_Extracted data entries_.
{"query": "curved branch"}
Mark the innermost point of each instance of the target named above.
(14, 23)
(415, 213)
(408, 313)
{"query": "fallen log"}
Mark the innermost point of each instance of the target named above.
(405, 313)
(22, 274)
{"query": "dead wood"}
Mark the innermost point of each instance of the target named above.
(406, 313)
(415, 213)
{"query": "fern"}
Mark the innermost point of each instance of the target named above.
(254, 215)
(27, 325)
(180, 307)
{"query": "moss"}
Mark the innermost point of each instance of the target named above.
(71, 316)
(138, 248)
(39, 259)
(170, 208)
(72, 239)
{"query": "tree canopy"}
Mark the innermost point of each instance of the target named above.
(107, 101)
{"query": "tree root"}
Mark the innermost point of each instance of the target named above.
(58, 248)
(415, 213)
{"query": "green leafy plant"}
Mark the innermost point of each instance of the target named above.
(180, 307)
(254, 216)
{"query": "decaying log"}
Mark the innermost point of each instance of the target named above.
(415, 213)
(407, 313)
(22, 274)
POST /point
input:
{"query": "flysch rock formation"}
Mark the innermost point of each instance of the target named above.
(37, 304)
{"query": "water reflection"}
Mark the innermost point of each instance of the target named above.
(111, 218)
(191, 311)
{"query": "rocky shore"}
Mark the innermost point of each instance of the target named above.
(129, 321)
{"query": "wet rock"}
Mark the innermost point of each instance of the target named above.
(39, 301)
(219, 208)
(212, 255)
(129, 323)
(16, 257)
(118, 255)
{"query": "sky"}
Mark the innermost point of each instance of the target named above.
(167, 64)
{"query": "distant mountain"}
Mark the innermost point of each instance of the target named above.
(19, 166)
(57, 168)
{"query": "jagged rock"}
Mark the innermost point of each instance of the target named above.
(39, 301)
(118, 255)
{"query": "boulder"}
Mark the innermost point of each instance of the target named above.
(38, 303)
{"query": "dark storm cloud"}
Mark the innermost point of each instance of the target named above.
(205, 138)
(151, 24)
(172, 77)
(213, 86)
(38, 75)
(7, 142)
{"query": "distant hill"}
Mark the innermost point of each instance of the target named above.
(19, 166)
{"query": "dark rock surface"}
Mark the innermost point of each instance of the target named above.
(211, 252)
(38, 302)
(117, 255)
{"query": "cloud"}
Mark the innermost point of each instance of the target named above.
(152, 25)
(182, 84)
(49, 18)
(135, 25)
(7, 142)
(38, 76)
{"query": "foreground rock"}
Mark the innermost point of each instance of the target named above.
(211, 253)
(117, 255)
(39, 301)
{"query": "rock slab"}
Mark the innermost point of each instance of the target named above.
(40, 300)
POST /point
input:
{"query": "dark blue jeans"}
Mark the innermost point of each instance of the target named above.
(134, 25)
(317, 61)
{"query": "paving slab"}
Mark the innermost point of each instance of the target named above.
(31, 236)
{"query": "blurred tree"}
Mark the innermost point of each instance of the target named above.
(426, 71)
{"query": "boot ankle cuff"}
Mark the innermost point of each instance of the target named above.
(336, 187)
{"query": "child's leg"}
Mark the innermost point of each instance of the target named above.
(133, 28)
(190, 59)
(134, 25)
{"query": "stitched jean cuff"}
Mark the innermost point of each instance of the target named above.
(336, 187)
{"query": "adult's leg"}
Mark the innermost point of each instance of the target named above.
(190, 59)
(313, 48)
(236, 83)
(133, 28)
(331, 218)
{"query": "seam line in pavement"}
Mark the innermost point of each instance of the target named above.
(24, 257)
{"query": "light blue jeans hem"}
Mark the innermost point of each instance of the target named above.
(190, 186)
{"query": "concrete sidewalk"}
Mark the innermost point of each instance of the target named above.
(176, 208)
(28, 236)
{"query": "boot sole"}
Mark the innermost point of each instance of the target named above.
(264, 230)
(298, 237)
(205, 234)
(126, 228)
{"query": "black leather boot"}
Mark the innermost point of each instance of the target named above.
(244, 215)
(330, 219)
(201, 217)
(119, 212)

_Short exercise_. State how many lines in the rows above contain the string "dark", counting only case-sensitive matches. Reply with the number alone.

_Output of the exercise_. 3